- [AUFGABENSTELLUNG]:
a - In welchem Jahr wurde Pompeji laut dem Text über Pompeji vom Vesuv verschüttet?
b - Schreibe den Text über Pompeji ab seinem letzten Satz weiter.

Das im Jahr 79 n. Chr. vom Vesuv verschüttete Pompeji ist eine der bekanntesten Ausgrabungsstätten der Welt. Die Stadt sei für die Wissenschaft als archäologische Zeitkapsel besonders interessant, erklärt der Genetiker Gabriele Scorrano von den Universitäten Rom und Kopenhagen gegenüber science.ORF.at: „Wir haben die Möglichkeit, in Pompeji einen Einblick in ein bestimmtes Zeitfenster der menschlichen Geschichte zu bekommen, da wir genau wissen, wann der Vesuv ausgebrochen ist.“

Außerdem seien die verschütteten Gebäude und die Überreste der Bewohnerinnen und Bewohner zum Teil noch in einem sehr guten Zustand, da sie durch die Vulkanasche unter anderem vor Sauerstoff geschützt waren.

Chromosomale DNA aus Pompeji

Bisher konnten Forscherinnen und Forscher lediglich kurze Abschnitte aus dem Erbgut der Bewohnerinnen und Bewohner von Pompeji sequenzieren. Dazu nutzten sie aufgrund technischer Einschränkungen meist Erbmaterial aus den Mitochondrien der Verstorbenen. Üblicherweise wird das vollständige Genom aber anhand der DNA aus Chromosomen untersucht.

- [AUSZÜGE AUS DATENSÄTZEN]:

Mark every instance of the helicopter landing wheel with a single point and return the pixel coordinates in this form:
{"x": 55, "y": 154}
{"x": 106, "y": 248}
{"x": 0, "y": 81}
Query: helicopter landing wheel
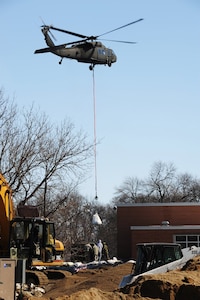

- [LÖSUNGEN]:
a - Im Jahr 79 n. Chr.

b -
Dass auch chromosomale DNA der Menschen aus Pompeji analysiert werden kann, hat nun Scorrano mit einem internationalen Forschungsteam bewiesen. Möglich war das laut dem italienischen Genetiker nur durch den gut erhaltenen Zustand der Proben. Das Ergebnis präsentieren die Expertinnen und Experten derzeit im Fachjournal „Scientific Reports“.

Verstorbene in „Handwerkerhaus“

Konkret sahen sie sich das Erbgut von zwei Verstorbenen aus der sogenannten “Casa del fabbro“ (dt. „Haus des Handwerkers“) an. Die Forschungsgruppe nutzte dafür Teile des Felsenbeins, einem Knochen im Inneren des Schädels. Eine der Personen wurde in langgestreckter Haltung, die andere zusammengekauert gefunden. Aufgrund einiger Merkmale an den Knochen wurde bereits seit einiger Zeit vermutet, dass es sich um einen Mann und eine Frau handelte.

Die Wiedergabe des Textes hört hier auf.